● Job: Please copy all of the material below line for line, changing nothing and leaving out the pictures.

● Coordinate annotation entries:
——

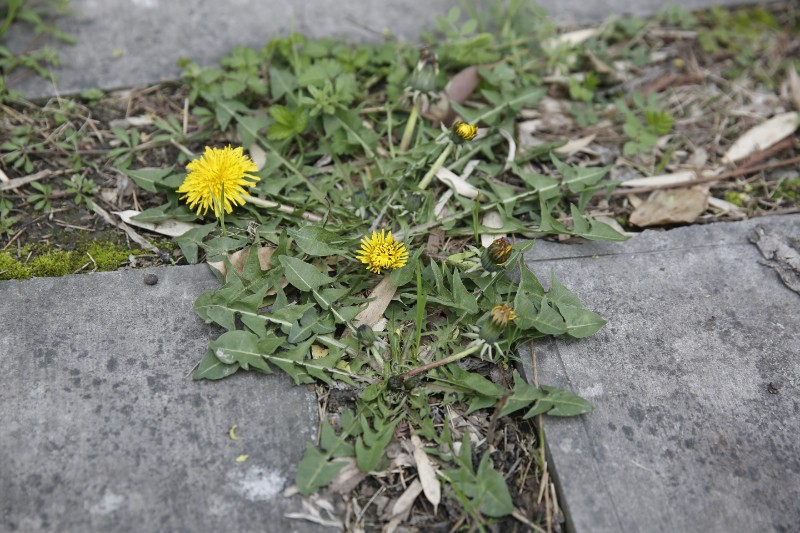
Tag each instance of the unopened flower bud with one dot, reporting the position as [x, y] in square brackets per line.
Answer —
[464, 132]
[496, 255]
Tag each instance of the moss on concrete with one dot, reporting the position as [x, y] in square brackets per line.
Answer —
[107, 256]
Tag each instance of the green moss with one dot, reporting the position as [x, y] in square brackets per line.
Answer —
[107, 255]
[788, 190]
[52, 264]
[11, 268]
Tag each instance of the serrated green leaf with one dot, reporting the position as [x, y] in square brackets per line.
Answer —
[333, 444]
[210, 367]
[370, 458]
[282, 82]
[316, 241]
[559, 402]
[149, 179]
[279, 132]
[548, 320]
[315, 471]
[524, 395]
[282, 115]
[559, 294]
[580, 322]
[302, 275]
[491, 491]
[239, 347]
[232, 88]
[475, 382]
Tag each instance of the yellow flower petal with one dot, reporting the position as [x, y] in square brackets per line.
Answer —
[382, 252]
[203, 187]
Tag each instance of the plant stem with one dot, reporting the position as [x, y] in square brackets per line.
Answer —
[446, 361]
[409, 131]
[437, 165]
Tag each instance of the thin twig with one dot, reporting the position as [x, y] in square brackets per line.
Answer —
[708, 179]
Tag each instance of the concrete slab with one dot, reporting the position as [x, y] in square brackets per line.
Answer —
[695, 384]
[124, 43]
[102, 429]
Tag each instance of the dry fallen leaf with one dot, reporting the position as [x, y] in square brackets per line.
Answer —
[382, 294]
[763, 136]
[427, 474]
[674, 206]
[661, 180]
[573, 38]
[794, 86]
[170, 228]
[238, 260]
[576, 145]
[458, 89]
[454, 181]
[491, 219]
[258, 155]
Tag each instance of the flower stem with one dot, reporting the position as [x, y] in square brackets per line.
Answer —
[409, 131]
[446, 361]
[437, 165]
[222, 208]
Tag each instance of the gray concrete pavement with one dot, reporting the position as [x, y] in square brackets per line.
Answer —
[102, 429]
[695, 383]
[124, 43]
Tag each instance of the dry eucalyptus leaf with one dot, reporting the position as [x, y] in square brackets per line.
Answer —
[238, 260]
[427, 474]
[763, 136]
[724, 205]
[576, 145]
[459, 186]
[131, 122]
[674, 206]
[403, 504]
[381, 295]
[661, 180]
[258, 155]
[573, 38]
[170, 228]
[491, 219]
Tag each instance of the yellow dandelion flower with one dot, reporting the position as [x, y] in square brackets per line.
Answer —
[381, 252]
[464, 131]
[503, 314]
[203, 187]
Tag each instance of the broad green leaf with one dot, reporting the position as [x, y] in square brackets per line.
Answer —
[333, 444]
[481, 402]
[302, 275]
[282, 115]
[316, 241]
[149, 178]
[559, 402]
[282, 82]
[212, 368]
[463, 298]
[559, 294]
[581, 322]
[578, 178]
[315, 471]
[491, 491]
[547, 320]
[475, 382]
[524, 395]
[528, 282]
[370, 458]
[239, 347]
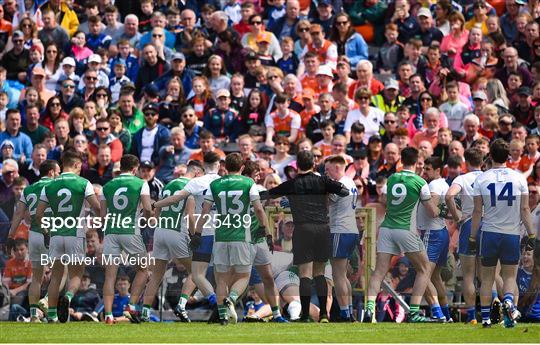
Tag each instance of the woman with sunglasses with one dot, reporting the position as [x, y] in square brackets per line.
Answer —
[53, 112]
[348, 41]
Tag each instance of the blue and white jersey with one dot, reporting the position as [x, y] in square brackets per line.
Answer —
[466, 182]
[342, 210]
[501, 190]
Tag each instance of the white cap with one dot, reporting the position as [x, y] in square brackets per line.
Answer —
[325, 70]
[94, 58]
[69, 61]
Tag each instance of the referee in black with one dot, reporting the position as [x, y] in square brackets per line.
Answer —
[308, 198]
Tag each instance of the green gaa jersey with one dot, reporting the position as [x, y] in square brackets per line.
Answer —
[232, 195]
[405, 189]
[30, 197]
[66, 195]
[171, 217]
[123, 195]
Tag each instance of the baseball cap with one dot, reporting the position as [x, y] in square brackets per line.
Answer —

——

● Solved exercise:
Tag each instance of the unopened flower bud with one dot, reporting the position as [x, y] in square brackets per line.
Answer —
[464, 132]
[496, 255]
Tag each instance of the moss on concrete with one dot, reporting the position as [x, y] in square brackets per line.
Answer —
[107, 256]
Tag each instance of the green moss with one dot, reporting the position as [x, y] in square brackets per line.
Answer —
[107, 255]
[788, 190]
[52, 264]
[11, 268]
Tag each instance of the serrated green leaf with one dot, reporting the position as [x, y] in square brackets per line.
Answer —
[333, 444]
[210, 367]
[370, 458]
[282, 82]
[316, 241]
[559, 402]
[149, 179]
[279, 132]
[548, 320]
[315, 471]
[524, 395]
[282, 115]
[559, 294]
[580, 322]
[302, 275]
[491, 491]
[239, 347]
[232, 88]
[475, 382]
Tag each instance of the yellow flower petal with one dot, reporting the position as [x, y] in square brackets per line.
Answer —
[382, 252]
[203, 187]
Tag each instance of the plant stem with one dot, reporting the position as [x, y] in square brackets per line.
Answer —
[446, 361]
[409, 131]
[437, 165]
Tag each instance of the thin twig with one dot, reporting the position as [x, y] in square brackets per line.
Answer —
[708, 179]
Tag each instance of the concrete slab with one dot, reporting the position as [x, y] in square brackets per line.
Answer —
[695, 384]
[124, 43]
[102, 429]
Tag each instance of the dry fallen leaf with one dot, reporting the position as [x, y] in square brackets per line.
Answer —
[382, 294]
[763, 136]
[427, 474]
[674, 206]
[661, 180]
[573, 38]
[794, 86]
[170, 228]
[238, 260]
[576, 145]
[458, 89]
[454, 181]
[491, 219]
[258, 155]
Tag each instance of the flower stem with one dot, reporting the position as [x, y] in square brackets per line.
Answer —
[409, 131]
[446, 361]
[437, 165]
[222, 208]
Tag each instance of the gray concrete pavement with one dot, reporting the position as [x, y] in square brackets per line.
Answer —
[102, 429]
[695, 383]
[124, 43]
Tag each instance of the dry eucalyptus leaf with one dot, reporting the position as [x, y] in square brackets per line.
Answer —
[238, 260]
[427, 474]
[763, 136]
[724, 205]
[576, 145]
[459, 186]
[131, 122]
[674, 206]
[403, 504]
[381, 295]
[661, 180]
[258, 155]
[573, 38]
[170, 228]
[491, 219]
Tag each instance of the yellow dandelion flower with one dot, reporting the position as [x, y] in square brackets per line.
Answer —
[381, 252]
[464, 131]
[503, 314]
[203, 187]
Tag each instance of the broad green leaf with one dot, reporting the position as [x, y] in square brackets per line.
Answer —
[333, 444]
[481, 402]
[302, 275]
[282, 115]
[316, 241]
[149, 178]
[559, 402]
[282, 82]
[212, 368]
[463, 298]
[559, 294]
[581, 322]
[578, 178]
[315, 471]
[491, 491]
[547, 320]
[475, 382]
[524, 395]
[528, 282]
[370, 458]
[239, 347]
Tag each instance of the woman with sunglasses with one dot, reporting the position as [x, y] in square brackets per line.
Answer —
[53, 112]
[348, 41]
Tag each instance of the blue and white jersey with one dot, reporting the position as [x, y] in square brackets per line.
Answer —
[466, 182]
[342, 210]
[501, 190]
Tag each instance of the white cap with one dot, reporting the position as [x, y] in square brackets per line.
Answer —
[325, 70]
[94, 58]
[69, 61]
Tag each instance of the referee in black with one dot, reporting the position as [x, y] in square brackets per line.
Answer —
[308, 198]
Tag each instance of the green gaa jersey with one dot, reporting the position as [x, y] in square brackets per line.
Answer —
[232, 195]
[405, 189]
[30, 197]
[66, 195]
[171, 217]
[123, 195]
Tag each instance of the baseball cap with one dot, reporting the position as [x, y] in square brackets per line.
Answer —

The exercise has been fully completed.